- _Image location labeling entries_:
=====

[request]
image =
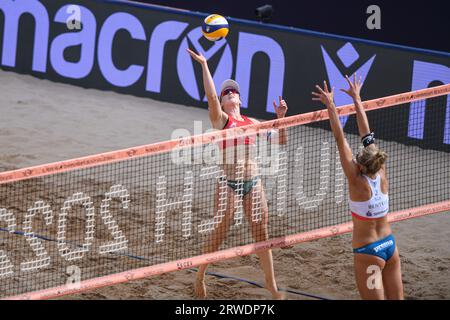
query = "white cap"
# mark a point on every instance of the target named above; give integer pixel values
(229, 83)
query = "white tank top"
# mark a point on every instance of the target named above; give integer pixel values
(376, 207)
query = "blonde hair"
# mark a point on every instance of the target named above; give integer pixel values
(371, 158)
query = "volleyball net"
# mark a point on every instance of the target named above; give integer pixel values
(100, 220)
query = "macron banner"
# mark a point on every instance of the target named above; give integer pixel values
(141, 50)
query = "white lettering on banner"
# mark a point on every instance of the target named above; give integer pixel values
(281, 184)
(65, 250)
(74, 20)
(83, 32)
(6, 267)
(120, 242)
(74, 280)
(163, 205)
(219, 175)
(339, 180)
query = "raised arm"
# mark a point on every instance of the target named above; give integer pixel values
(281, 110)
(345, 152)
(216, 115)
(361, 117)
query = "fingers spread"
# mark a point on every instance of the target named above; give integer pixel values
(320, 89)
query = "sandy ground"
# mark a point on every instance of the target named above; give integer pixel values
(45, 122)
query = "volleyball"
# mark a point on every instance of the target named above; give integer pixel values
(215, 27)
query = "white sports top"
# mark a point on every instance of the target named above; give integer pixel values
(376, 207)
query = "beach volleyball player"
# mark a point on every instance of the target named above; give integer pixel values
(375, 252)
(224, 113)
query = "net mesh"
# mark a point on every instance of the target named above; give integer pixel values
(163, 207)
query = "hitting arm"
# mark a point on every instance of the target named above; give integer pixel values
(345, 152)
(216, 115)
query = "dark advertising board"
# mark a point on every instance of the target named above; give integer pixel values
(141, 50)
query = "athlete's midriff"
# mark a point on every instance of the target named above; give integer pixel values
(369, 231)
(238, 154)
(239, 162)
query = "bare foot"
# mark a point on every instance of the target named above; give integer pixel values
(200, 288)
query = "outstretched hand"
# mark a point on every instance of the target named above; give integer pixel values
(324, 95)
(281, 109)
(355, 87)
(197, 57)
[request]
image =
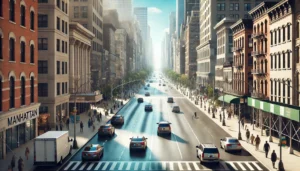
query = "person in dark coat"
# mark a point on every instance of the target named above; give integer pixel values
(273, 158)
(266, 148)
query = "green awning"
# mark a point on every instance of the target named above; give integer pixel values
(229, 99)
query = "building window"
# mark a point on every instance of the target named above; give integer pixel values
(57, 45)
(22, 11)
(11, 92)
(57, 23)
(57, 67)
(11, 49)
(23, 93)
(43, 43)
(32, 20)
(43, 90)
(43, 67)
(12, 10)
(57, 88)
(22, 51)
(42, 20)
(31, 54)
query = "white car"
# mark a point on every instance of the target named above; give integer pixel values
(230, 144)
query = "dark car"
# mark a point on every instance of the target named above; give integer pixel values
(138, 143)
(107, 129)
(140, 100)
(148, 108)
(92, 152)
(117, 119)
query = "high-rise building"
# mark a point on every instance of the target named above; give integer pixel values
(19, 107)
(90, 15)
(53, 48)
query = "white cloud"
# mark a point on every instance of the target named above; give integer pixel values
(154, 10)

=====

- _Task goal_:
In your copy of the listing above, reproduce each line exactly and omit all pictures.

- _Exercise output_:
[request]
image =
query = "white cap"
# mark a point on every instance of the target named above; give integer pixel values
(229, 83)
query = "white tank top"
# mark a point on every instance of the target named above; give integer pixel values
(376, 207)
query = "blonde hair"
# mark a point on every instance of the target named above; give integer pixel values
(371, 158)
query = "volleyball net"
# mark a point on every instance of the target named above; give integer pixel values
(100, 220)
query = "macron banner"
# mark a point on every instance of the target named above; give integer pixel values
(141, 50)
query = "white lettering on banner"
# mark a point on every instance of the target named above; give integer pixel values
(281, 184)
(65, 250)
(74, 20)
(83, 32)
(6, 267)
(120, 242)
(74, 280)
(163, 205)
(219, 175)
(339, 180)
query = "raised arm"
# mark a point on every instance of the target named above; give integer pixel values
(281, 110)
(345, 152)
(216, 115)
(361, 117)
query = "fingers spread"
# mark a point on every instance of the target named above; give integer pixel values
(320, 89)
query = "sandy ground"
# mark a point on every instance of the target named above; give integer pixel values
(45, 122)
query = "volleyball"
# mark a point on every instance of the target named above; give integer pixel values
(215, 27)
query = "white sports top"
# mark a point on every instance of the target named above; give integer pixel values
(376, 207)
query = "beach volleyball player"
# mark a point on every instance of the target named above; give integer pixel values
(375, 252)
(224, 113)
query = "net mesh"
# mark a point on every instance of the target named above; give integer pixel values
(163, 207)
query = "hitting arm"
# mark a point on every instance of the target named above; give integer pixel values
(345, 152)
(216, 115)
query = "dark advertising board"
# mark a point on every instance of the target named above; give integer pixel values
(141, 50)
query = "athlete's midriff"
# mark a point on every instance of the target named above; give integer pixel values
(369, 231)
(238, 154)
(239, 162)
query = "bare foot"
# mark a point on every instance of the target named above; give integer pixel values
(200, 288)
query = "outstretched hand"
# mark a point on every instance of the target named above; give integer pixel values
(324, 95)
(281, 109)
(355, 87)
(197, 57)
[request]
image =
query = "person in dark coat"
# mark a point on every instance of the target named above; give integer pixel values
(273, 158)
(266, 148)
query = "green awning"
# mark a point on every instance of the target named above; give integer pixel values
(229, 99)
query = "building window"
# mark a point on every instance of the target named above; give integer pixel values
(57, 45)
(22, 11)
(11, 92)
(57, 23)
(57, 67)
(11, 49)
(23, 93)
(43, 43)
(32, 20)
(43, 90)
(43, 67)
(12, 10)
(57, 88)
(22, 51)
(42, 20)
(31, 54)
query = "white car"
# mark a point on every instance of the target named above; give integer pixel values
(230, 144)
query = "dark car"
# mark a point on every instance of the target named above; give integer pixel values
(138, 143)
(107, 129)
(140, 100)
(148, 108)
(92, 152)
(117, 119)
query = "high-rise building"
# mark a point on every instance of the target named above; give integer pixel values
(19, 107)
(90, 15)
(53, 48)
query = "white cloud"
# mark a point on every instance of the target named above; give integer pixel values
(154, 10)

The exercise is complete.